▶ _Task brief_
Report every line in the records below that contains the string "white", copying each such line in full. Treat the match as case-sensitive.

(Position annotation records)
• • • • • • •

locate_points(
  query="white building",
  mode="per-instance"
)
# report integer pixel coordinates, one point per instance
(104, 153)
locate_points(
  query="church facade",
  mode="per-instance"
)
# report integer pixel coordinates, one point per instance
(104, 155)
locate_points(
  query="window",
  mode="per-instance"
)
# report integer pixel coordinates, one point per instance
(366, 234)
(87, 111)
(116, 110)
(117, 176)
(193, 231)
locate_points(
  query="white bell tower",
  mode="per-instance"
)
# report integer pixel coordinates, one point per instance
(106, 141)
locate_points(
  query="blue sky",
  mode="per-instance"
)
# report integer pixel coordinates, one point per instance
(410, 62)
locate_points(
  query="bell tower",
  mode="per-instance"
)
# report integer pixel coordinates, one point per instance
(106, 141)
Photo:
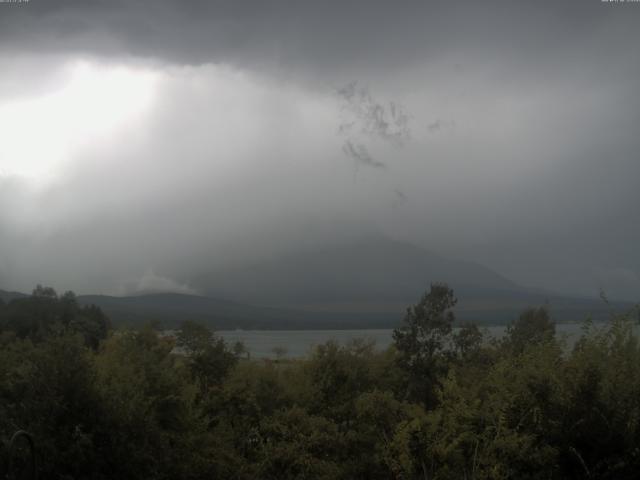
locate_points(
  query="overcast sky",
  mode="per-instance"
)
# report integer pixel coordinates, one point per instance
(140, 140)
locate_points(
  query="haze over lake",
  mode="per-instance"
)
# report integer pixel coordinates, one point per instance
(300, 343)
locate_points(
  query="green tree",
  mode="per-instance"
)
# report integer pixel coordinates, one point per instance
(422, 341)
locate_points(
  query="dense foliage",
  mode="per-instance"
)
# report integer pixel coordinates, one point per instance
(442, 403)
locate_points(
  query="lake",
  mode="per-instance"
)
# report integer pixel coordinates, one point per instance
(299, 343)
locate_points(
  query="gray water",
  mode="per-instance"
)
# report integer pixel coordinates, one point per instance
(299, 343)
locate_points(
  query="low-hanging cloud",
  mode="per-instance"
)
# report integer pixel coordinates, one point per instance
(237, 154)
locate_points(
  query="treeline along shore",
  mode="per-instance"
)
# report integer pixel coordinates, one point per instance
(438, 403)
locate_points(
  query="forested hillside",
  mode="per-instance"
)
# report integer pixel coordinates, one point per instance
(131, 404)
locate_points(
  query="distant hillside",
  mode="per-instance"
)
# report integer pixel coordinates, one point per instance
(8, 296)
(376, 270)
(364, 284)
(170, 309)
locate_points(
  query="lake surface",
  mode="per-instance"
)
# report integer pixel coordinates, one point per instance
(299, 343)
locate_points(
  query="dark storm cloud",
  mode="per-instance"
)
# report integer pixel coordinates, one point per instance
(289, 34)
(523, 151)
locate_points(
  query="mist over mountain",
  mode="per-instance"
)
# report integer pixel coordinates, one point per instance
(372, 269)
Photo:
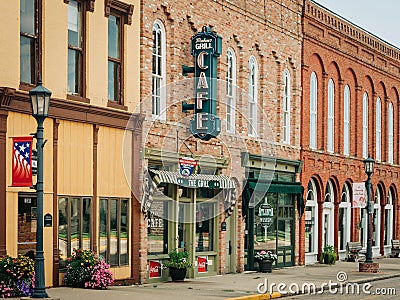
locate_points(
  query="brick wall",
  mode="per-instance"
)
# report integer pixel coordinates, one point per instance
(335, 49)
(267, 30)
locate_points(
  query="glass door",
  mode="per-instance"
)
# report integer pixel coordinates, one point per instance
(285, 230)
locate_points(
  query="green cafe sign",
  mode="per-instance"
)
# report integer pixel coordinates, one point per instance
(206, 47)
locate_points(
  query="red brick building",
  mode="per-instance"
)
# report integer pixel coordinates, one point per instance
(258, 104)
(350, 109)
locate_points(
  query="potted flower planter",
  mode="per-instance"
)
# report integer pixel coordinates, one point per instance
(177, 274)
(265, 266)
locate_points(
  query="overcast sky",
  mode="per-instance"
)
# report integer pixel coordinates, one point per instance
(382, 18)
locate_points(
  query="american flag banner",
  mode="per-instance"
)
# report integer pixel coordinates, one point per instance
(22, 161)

• • • • • • •

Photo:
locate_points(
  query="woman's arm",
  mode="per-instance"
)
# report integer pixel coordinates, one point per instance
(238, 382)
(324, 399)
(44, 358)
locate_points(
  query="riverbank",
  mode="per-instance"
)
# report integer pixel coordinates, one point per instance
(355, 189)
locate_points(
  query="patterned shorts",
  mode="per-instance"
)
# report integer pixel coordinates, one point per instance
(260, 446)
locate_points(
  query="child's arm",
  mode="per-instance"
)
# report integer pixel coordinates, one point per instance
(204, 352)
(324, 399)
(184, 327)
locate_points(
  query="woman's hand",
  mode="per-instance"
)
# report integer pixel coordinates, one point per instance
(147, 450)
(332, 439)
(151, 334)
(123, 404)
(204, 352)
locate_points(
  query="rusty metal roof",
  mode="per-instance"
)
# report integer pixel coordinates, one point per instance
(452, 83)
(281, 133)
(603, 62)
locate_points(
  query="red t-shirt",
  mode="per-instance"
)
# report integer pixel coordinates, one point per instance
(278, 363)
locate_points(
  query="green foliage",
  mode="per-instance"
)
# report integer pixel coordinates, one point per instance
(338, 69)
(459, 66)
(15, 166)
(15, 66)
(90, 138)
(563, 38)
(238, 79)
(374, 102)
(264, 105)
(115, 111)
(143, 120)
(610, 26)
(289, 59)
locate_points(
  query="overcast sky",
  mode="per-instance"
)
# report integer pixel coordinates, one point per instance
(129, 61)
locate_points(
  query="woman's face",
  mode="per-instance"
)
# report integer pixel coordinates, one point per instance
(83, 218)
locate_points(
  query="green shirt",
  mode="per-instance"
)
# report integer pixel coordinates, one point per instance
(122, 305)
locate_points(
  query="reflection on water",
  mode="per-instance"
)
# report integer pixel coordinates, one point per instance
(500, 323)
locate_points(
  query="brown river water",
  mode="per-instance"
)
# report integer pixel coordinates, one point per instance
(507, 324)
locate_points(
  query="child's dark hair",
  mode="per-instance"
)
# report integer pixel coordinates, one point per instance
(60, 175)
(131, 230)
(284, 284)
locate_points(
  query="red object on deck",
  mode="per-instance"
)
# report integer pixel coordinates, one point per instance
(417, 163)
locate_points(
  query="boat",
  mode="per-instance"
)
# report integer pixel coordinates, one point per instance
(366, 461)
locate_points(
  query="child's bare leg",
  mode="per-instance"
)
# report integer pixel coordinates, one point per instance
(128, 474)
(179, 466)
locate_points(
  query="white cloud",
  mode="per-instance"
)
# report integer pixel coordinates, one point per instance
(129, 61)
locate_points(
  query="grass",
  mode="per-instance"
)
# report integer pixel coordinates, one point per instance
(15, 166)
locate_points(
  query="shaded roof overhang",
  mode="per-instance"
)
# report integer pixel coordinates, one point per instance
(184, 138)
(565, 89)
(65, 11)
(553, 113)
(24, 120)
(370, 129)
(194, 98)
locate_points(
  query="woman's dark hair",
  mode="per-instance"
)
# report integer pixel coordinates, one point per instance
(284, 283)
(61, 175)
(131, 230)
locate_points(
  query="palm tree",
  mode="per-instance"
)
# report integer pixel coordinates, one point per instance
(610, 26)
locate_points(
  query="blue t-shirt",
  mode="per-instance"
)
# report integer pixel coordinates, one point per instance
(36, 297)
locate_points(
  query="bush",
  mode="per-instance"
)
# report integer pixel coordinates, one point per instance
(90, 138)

• • • • • • •

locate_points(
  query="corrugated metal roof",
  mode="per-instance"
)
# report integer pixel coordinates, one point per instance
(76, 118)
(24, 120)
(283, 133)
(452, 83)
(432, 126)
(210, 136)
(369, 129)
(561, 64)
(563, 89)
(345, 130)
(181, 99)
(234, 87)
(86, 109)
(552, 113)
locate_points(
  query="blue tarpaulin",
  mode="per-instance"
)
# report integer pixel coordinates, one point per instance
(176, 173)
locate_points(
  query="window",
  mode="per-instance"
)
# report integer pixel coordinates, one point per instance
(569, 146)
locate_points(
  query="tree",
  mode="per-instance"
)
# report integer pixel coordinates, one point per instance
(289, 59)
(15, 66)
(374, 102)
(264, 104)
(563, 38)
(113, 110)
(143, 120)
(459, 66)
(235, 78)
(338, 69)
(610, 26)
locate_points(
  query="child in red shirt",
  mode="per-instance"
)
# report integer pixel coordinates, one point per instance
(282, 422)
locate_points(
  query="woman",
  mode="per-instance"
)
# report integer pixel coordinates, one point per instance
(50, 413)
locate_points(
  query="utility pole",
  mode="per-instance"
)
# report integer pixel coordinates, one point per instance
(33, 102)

• • • • • • •

▶ _Solved problem_
  query="white building",
  query="white bell tower",
  query="white cloud",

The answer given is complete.